▶ [Your objective] Render all the records below as a numbered list, omitting blank lines and leaving out the pictures.

▶ [The data]
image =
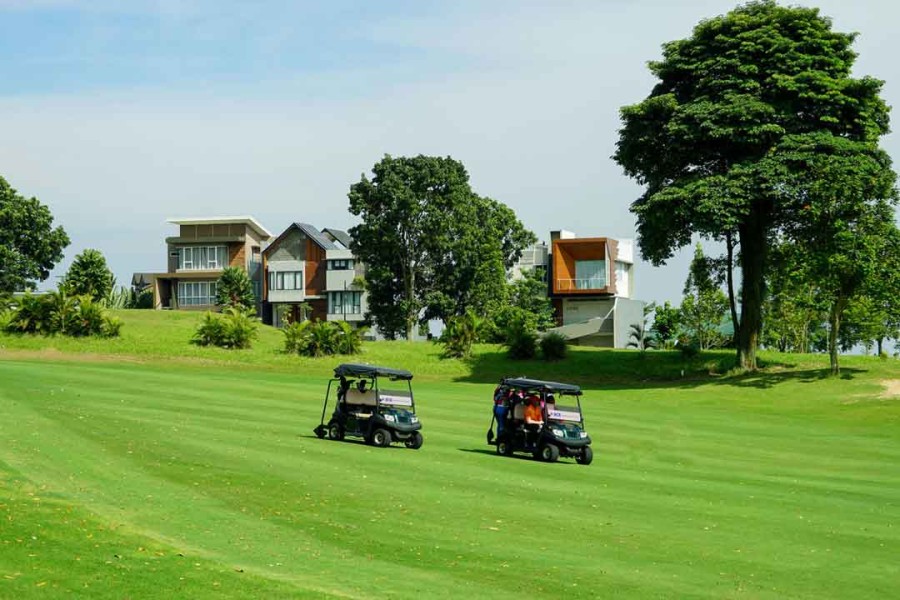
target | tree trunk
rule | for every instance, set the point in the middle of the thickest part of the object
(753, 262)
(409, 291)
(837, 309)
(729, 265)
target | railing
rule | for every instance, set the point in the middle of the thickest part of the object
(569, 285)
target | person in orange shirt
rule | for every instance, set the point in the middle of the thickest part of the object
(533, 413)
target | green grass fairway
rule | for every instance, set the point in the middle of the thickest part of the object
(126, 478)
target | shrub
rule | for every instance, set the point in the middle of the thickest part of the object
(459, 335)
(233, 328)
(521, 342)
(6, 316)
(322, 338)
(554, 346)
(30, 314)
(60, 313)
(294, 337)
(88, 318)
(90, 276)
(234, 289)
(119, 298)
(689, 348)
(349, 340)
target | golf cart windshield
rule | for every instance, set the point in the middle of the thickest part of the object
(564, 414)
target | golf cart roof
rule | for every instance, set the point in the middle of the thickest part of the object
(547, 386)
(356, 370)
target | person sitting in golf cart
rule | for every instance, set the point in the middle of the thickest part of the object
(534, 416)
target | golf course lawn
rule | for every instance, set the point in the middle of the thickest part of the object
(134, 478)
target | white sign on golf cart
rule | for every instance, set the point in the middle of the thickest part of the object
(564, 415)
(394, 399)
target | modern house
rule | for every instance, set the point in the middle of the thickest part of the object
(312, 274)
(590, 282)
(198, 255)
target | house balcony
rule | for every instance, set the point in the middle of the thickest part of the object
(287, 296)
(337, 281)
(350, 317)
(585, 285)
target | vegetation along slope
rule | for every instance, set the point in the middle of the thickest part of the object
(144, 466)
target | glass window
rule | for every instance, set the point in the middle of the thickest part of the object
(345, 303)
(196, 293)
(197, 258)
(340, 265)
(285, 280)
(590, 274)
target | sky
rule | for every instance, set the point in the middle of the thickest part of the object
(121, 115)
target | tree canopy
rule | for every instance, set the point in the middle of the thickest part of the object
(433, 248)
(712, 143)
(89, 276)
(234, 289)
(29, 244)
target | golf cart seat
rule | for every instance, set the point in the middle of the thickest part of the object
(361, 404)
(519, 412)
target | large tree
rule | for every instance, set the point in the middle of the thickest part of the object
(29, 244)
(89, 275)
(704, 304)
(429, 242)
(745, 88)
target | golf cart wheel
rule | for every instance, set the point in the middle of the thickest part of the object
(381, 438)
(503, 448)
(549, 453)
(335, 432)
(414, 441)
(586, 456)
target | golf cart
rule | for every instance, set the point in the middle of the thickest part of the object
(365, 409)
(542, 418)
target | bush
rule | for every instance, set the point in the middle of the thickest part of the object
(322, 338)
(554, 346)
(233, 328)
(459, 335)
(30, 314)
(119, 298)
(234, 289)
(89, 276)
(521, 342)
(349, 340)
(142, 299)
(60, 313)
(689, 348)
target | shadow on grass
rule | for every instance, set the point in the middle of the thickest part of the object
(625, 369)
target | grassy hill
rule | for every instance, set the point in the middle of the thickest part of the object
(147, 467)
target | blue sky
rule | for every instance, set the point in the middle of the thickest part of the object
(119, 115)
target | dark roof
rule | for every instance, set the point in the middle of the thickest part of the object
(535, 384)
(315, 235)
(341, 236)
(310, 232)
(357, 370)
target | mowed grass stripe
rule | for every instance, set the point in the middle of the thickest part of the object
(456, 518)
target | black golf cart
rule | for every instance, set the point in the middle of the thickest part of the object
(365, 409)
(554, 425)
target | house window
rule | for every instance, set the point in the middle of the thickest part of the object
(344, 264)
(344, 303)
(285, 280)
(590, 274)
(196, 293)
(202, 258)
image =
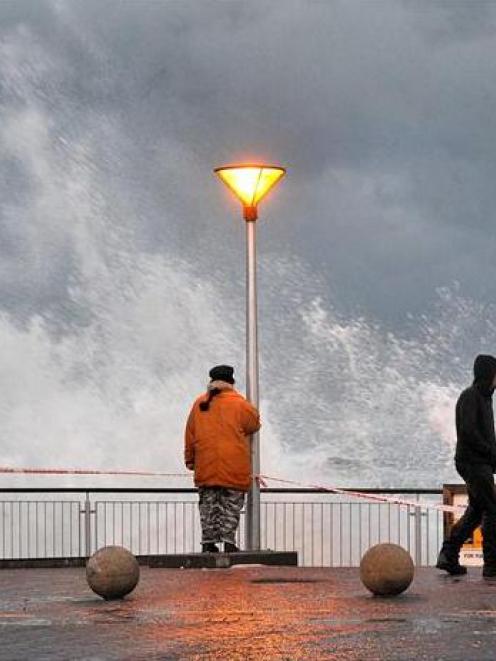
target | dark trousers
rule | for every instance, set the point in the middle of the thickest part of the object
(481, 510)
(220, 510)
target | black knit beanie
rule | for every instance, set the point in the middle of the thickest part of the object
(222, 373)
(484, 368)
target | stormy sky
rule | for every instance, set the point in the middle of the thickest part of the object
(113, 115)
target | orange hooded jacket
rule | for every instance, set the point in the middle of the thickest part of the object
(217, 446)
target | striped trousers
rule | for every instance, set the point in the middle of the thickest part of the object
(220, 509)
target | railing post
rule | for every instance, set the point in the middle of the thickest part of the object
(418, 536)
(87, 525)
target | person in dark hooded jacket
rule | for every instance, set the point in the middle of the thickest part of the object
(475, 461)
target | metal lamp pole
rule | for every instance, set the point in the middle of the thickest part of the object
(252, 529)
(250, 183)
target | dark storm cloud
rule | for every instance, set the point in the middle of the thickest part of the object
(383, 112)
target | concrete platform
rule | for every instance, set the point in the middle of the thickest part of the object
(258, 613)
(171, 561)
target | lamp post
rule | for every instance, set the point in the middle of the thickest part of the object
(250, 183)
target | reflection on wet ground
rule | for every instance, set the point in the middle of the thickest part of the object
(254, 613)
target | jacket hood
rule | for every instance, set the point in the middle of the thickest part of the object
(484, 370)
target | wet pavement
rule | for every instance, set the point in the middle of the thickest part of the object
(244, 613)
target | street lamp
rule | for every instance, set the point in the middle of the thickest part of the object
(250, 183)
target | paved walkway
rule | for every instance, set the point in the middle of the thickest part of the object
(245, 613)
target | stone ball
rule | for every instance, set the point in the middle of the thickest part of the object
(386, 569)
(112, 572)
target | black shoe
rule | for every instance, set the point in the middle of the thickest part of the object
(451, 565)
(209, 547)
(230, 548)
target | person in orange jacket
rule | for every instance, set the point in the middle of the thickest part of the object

▶ [Result of this exercise]
1. image =
2. target | tree trunk
3. rule | for every instance, set the point in the middle of the thickest part of the object
4. (753, 262)
5. (409, 291)
6. (837, 309)
7. (729, 265)
8. target | railing
9. rule | for every instance, set the point in the middle of the thickest part of the object
10. (569, 285)
11. target | person in orange shirt
12. rule | for every instance, set the point in the middle of the thickest part of the object
13. (533, 413)
14. target | green grass fairway
15. rule | for every instance, set the point in the middle of the thickest part of the object
16. (126, 478)
17. target | shrub
18. rule | for every instance, set the point in the middle of the thickest part of the object
19. (459, 335)
20. (233, 328)
21. (521, 342)
22. (6, 316)
23. (322, 338)
24. (554, 346)
25. (30, 314)
26. (60, 313)
27. (294, 337)
28. (88, 318)
29. (90, 276)
30. (234, 289)
31. (119, 298)
32. (689, 348)
33. (349, 340)
34. target | golf cart windshield
35. rule | for every instance, set the point in the middle of the thickest part of the object
36. (564, 414)
37. target | golf cart roof
38. rule | for every instance, set the point in the middle of the thickest part of the object
39. (547, 386)
40. (356, 370)
41. target | person sitting in golf cart
42. rule | for every instance, set the point in the middle of the thickest part of the object
43. (534, 416)
44. target | golf course lawn
45. rule | for every instance, set the point in the middle of the thickest part of the object
46. (134, 478)
47. target | white sign on golf cart
48. rule | for every instance, set the point in the middle of the thickest part of the object
49. (564, 415)
50. (394, 399)
51. target | modern house
52. rule | for every instance, set the point in the middle of the thickest part of the object
53. (312, 274)
54. (590, 282)
55. (198, 255)
56. target | house balcony
57. rule | for every instance, set the point in the middle of the thickest part of the object
58. (287, 296)
59. (337, 281)
60. (350, 317)
61. (585, 285)
62. target | vegetation along slope
63. rule | for every instance, set the point in the middle of the thickest part of the object
64. (144, 466)
65. target | glass window
66. rule | for every instance, set the point in the middle of the thickest part of the object
67. (345, 303)
68. (196, 293)
69. (197, 258)
70. (340, 265)
71. (285, 280)
72. (590, 274)
73. target | sky
74. rule | for every instance, set the point in the middle of the thickest part of the object
75. (121, 115)
76. target | tree canopy
77. rule | for every instance, set the point in the middle of the thickest part of the object
78. (433, 248)
79. (712, 143)
80. (89, 276)
81. (234, 289)
82. (29, 244)
83. target | golf cart seat
84. rule | for every instance, set the point in the middle of the thickest part of the object
85. (361, 404)
86. (519, 412)
87. target | large tree
88. rule | for every instance, set the point in the middle of the thickest part of the object
89. (29, 244)
90. (89, 275)
91. (704, 304)
92. (429, 242)
93. (745, 88)
94. target | golf cart wheel
95. rule | for every instance, set the point in the middle of the thickest part of the object
96. (381, 438)
97. (503, 448)
98. (549, 453)
99. (335, 432)
100. (414, 441)
101. (586, 456)
102. target | golf cart
103. rule | for every instance, set the point in the middle of the thickest part of the object
104. (365, 409)
105. (542, 418)
106. target | bush
107. rule | for every instance, set the point in the middle of the thickest part of the object
108. (322, 338)
109. (554, 346)
110. (233, 328)
111. (459, 335)
112. (30, 314)
113. (119, 298)
114. (234, 289)
115. (89, 276)
116. (521, 342)
117. (349, 340)
118. (142, 299)
119. (60, 313)
120. (689, 348)
121. target | shadow on grass
122. rule | for every instance, set the point in the middle of the thickest part of the object
123. (625, 369)
124. target | grassy hill
125. rule | for every instance, set the point in the middle of the thickest part of the object
126. (147, 467)
127. target | blue sky
128. rule | for every instance, set the point in the middle of the thickest part of the object
129. (119, 115)
130. target | dark roof
131. rule | for every instance, set the point in the middle of the thickest part of the object
132. (535, 384)
133. (315, 235)
134. (341, 236)
135. (310, 232)
136. (357, 370)
137. target | mowed grass stripe
138. rule | for every instance, set the point in the middle of the thickest part of the object
139. (456, 518)
140. target | black golf cart
141. rule | for every instance, set the point in the middle of the thickest part of the object
142. (365, 409)
143. (554, 425)
144. target | house window
145. rule | for every instance, set the point in the middle of the thickest part of the object
146. (344, 264)
147. (344, 303)
148. (285, 280)
149. (590, 274)
150. (196, 293)
151. (202, 258)
152. image =
153. target | dark trousers
154. rule | for every instance, set the point in the middle of the thickest part of the object
155. (481, 510)
156. (220, 510)
157. target | black knit beanie
158. rule | for every instance, set the point in the middle of the thickest part of the object
159. (222, 373)
160. (484, 368)
161. target | stormy sky
162. rule | for every instance, set the point in the middle of the thickest part of the object
163. (113, 115)
164. target | orange hooded jacket
165. rule | for every instance, set the point in the middle of the thickest part of the object
166. (217, 446)
167. target | striped trousers
168. rule | for every instance, set the point in the middle of the thickest part of the object
169. (220, 509)
170. target | railing post
171. rule | for every instance, set the point in the middle of the thickest part of the object
172. (418, 536)
173. (87, 525)
174. target | person in dark hooded jacket
175. rule | for every instance, set the point in the middle of the thickest part of the object
176. (475, 461)
177. target | metal lamp pole
178. rule | for every instance, set the point in the middle of the thickest part of the object
179. (252, 529)
180. (250, 183)
181. target | dark storm cloud
182. rule | for every instance, set the point in the middle of the thickest part of the object
183. (383, 112)
184. target | concrete platform
185. rule | for every instance, set the point in the middle of the thickest part of the object
186. (258, 613)
187. (171, 561)
188. target | lamp post
189. rule | for every instance, set the point in the middle of the thickest part of the object
190. (250, 183)
191. target | reflection on wet ground
192. rule | for every instance, set the point in the middle of the thickest part of the object
193. (254, 613)
194. target | jacket hood
195. rule | for every instance, set the point in the middle of the thickest part of the object
196. (484, 370)
197. target | wet pavement
198. rule | for every instance, set the point in the middle of the thickest part of the object
199. (244, 613)
200. target | street lamp
201. rule | for every instance, set the point in the middle of the thickest part of the object
202. (250, 183)
203. target | paved walkway
204. rule | for every instance, set the point in the middle of the thickest part of the object
205. (245, 613)
206. target | stone ball
207. rule | for every instance, set the point in the middle of the thickest part of the object
208. (386, 569)
209. (112, 572)
210. target | black shoe
211. rule | for every instance, set the point in the middle of the thickest part of the object
212. (451, 565)
213. (209, 547)
214. (230, 548)
215. target | person in orange jacket
216. rule | for every instance, set the point in the middle of the thickest part of the object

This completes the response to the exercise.